■ EXERCISE: Condense the paragraph beginning "A growing number of applications" in the Windows multimedia text into a short bulleted list that keeps its main facts.

Multimedia Services
A growing number of applications today incorporate multimedia elements, such as sound and video, to enrich the experience of the user . Some of the extension libraries Microsoft has provided for Windows include the Multimedia System Library ( mmsystem.dll ), the Microsoft Video for Windows Library ( msvfw32.dll ), and the Microsoft Audio Compression Manager Library ( msacm32.dll ). Originally, multimedia features were not part of the Windows API. However, the Windows operating system has evolved to support and promote multimedia. In fact, the modern Windows platform is, for all practical purposes, a multimedia appliance similar to a TV or stereo. Multimedia devices and data formats, such as MIDI, waveform audio, and video, are supported by Windows. The MMYSTEM.DLL , MSVFW32.DLL , and MSACM32.DLL provide a majority of the basic multimedia capabilities. Microsoft has also introduced a multimedia API known as DirectX to better support games , music, and video. However, this section primarily focuses on the capabilities provided by MMYSTEM.DLL , MSVFW32.DLL , and MSACM32.DLL . The multimedia headers files for these DLLs are DIGITALV.H , MCIAVI.H , MMSYSTEM.H , MSACM.H , VCR.H , and VFW.H .
Table 14.10 describes the various multimedia services provided by these libraries.

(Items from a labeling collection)
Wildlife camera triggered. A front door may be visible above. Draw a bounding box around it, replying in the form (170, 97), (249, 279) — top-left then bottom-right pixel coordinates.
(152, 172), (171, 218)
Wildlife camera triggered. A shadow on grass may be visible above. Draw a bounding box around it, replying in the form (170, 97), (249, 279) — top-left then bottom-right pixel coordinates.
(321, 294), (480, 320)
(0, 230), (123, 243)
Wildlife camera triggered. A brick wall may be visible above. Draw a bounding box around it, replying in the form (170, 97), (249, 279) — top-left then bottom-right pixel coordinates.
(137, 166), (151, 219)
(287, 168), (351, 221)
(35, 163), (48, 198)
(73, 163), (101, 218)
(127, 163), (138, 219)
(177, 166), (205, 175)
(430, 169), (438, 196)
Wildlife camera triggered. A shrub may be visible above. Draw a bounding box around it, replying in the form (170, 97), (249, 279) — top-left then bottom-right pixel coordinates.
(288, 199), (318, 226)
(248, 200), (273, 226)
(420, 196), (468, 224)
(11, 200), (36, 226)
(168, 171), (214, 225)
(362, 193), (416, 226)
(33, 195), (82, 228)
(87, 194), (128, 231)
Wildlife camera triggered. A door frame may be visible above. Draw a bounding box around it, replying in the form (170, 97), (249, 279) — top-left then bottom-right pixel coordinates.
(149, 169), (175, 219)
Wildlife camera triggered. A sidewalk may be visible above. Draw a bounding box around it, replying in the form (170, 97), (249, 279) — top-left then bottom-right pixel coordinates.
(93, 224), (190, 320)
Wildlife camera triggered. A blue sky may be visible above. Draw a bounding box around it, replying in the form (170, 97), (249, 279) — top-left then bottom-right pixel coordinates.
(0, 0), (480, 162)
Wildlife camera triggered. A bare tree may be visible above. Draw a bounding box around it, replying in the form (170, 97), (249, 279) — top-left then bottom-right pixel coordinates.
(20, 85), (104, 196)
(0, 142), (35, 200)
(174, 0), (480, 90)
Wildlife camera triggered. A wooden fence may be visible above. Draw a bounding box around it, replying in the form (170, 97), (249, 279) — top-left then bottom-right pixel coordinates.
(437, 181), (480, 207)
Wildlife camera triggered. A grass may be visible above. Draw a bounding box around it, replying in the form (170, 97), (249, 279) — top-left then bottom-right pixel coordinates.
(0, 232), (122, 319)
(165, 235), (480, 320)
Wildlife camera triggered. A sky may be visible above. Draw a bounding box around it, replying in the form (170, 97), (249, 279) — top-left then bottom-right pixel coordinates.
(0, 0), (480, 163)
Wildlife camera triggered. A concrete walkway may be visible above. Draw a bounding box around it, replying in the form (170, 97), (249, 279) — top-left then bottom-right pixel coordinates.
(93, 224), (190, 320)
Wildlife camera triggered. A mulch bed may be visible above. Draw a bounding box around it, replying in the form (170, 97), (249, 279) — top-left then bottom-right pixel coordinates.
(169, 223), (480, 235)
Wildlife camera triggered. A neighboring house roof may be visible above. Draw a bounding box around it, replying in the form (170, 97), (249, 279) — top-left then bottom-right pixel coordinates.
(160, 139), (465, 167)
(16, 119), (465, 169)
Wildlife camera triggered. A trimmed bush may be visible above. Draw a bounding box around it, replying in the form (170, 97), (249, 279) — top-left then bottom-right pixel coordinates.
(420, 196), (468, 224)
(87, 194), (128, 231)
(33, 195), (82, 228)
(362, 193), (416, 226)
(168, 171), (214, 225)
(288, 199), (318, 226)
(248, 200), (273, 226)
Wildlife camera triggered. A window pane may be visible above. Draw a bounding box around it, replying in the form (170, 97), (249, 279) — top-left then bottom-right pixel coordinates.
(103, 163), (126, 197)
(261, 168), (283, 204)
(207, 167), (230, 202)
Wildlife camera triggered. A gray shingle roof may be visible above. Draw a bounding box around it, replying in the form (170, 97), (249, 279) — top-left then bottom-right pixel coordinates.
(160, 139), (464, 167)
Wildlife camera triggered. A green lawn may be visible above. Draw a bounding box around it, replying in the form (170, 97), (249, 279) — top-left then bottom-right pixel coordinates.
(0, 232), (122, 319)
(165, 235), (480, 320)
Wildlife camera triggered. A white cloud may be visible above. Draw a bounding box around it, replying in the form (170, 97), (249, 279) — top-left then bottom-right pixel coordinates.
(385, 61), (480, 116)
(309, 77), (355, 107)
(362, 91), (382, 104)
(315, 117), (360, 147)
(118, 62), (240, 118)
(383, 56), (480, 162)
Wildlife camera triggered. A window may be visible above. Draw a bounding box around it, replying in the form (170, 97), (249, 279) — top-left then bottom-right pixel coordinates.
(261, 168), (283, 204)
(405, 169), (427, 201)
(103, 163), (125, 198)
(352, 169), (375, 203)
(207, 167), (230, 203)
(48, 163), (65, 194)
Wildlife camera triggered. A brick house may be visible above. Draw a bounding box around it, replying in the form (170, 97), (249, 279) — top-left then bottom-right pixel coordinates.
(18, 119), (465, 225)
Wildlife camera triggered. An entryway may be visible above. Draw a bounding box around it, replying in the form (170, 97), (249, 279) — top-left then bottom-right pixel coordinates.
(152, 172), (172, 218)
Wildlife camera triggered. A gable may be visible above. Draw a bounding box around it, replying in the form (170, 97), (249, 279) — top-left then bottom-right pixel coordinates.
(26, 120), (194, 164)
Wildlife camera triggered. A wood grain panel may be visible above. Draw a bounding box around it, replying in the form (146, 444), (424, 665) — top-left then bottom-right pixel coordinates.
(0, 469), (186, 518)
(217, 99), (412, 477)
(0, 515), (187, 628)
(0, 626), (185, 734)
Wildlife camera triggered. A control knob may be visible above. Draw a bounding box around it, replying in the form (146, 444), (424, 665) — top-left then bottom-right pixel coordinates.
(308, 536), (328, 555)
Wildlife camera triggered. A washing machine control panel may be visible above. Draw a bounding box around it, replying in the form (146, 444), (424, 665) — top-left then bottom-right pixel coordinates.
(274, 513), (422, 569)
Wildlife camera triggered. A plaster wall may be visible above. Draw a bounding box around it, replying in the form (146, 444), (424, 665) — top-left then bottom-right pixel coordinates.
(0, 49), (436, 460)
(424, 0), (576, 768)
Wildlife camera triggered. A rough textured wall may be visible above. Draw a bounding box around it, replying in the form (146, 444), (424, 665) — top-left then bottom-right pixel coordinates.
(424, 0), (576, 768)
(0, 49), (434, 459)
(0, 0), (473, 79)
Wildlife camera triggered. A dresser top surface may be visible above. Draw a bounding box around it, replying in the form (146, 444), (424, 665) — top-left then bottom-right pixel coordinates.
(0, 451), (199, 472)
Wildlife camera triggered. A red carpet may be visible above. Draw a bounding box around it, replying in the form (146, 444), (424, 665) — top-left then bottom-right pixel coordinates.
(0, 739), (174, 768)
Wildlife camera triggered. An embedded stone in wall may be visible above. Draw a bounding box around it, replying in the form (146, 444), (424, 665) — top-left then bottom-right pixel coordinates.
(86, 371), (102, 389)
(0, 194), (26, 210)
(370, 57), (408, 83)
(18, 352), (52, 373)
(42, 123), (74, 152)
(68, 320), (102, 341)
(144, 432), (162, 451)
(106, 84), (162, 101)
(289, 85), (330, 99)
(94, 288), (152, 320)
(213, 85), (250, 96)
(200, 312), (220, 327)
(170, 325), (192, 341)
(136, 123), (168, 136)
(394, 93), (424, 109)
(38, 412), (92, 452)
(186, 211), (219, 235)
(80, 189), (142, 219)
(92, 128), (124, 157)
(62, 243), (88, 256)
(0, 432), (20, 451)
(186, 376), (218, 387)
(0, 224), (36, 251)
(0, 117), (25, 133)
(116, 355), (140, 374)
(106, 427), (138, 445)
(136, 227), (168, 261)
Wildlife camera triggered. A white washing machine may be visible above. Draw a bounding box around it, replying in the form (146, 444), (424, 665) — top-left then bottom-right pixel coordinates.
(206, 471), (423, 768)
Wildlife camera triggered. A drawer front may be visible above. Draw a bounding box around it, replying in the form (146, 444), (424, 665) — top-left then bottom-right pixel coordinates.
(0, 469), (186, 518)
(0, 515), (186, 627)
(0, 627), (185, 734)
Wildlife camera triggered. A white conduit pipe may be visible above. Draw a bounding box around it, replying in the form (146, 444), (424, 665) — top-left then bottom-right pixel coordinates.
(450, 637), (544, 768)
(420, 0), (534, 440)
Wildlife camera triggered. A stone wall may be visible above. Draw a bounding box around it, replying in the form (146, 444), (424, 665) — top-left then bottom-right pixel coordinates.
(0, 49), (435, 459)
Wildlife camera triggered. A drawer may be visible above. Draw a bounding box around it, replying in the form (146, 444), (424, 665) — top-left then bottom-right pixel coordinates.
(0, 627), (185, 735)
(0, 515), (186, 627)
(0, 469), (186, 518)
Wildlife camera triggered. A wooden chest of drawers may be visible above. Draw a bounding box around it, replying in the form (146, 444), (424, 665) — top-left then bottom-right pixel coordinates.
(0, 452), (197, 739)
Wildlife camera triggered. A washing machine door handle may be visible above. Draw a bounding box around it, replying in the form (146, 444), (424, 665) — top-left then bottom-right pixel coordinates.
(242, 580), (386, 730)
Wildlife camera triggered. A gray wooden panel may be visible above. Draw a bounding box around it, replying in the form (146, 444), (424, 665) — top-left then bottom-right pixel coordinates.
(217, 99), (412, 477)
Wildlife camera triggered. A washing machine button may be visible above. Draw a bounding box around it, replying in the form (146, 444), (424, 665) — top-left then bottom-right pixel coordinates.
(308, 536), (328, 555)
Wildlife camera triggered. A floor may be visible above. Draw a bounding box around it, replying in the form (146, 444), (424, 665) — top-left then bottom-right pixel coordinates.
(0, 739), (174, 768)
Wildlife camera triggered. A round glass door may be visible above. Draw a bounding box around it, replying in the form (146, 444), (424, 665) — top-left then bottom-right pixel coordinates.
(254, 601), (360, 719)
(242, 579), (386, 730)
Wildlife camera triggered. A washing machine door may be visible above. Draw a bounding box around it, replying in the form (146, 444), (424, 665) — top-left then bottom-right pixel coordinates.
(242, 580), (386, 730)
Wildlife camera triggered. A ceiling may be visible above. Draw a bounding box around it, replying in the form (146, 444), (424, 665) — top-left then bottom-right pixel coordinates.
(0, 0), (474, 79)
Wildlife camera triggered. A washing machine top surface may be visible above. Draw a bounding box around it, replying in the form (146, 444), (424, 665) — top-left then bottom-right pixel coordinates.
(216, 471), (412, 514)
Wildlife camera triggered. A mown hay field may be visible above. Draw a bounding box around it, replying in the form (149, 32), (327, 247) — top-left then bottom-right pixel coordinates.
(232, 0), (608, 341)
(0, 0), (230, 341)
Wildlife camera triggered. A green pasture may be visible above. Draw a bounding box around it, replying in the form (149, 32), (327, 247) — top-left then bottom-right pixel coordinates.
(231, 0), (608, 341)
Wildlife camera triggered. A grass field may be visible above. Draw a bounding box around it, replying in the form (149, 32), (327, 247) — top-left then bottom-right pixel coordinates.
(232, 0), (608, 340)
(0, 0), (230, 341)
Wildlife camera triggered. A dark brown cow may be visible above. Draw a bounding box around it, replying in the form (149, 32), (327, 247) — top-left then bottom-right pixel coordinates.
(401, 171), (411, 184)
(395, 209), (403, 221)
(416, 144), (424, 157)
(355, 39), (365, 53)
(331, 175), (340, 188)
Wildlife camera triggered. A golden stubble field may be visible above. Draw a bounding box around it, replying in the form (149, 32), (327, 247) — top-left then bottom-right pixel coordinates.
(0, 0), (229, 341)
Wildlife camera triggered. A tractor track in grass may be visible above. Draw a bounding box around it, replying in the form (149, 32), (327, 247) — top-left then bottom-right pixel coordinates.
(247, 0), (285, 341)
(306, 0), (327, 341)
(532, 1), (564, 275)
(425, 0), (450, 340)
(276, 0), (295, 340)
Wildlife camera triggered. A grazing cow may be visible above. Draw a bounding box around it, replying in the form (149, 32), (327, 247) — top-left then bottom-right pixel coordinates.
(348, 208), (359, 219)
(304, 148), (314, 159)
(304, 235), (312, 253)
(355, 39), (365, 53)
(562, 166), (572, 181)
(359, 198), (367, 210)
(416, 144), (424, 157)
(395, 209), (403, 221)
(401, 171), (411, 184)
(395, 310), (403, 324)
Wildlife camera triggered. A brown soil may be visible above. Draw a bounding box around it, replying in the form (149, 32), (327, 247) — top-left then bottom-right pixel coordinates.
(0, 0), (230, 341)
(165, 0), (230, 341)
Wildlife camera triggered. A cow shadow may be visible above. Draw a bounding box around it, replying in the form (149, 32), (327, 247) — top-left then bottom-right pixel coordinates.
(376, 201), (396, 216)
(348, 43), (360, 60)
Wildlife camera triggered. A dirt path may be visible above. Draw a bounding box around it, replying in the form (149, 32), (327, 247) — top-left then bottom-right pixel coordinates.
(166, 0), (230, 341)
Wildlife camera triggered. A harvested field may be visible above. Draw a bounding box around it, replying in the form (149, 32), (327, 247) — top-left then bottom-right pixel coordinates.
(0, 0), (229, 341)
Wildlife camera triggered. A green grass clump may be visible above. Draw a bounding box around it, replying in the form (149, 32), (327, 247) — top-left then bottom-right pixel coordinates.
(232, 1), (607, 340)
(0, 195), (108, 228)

■ COMPLETE RESPONSE:
- Applications increasingly use sound and video to enrich the user experience.
- Microsoft's Windows extension libraries include the Multimedia System Library (mmsystem.dll), the Microsoft Video for Windows Library (msvfw32.dll), and the Microsoft Audio Compression Manager Library (msacm32.dll).
- Multimedia features were not originally part of the Windows API. Windows later evolved to support and promote multimedia, and the modern platform is effectively a multimedia appliance like a TV or stereo.
- Windows supports MIDI, waveform audio, and video.
- These three DLLs provide most of the basic multimedia capabilities.
- Microsoft also introduced DirectX, a multimedia API for better support of games, music, and video. This section focuses mainly on the three DLLs.
- The associated headers are DIGITALV.H, MCIAVI.H, MMSYSTEM.H, MSACM.H, VCR.H, and VFW.H.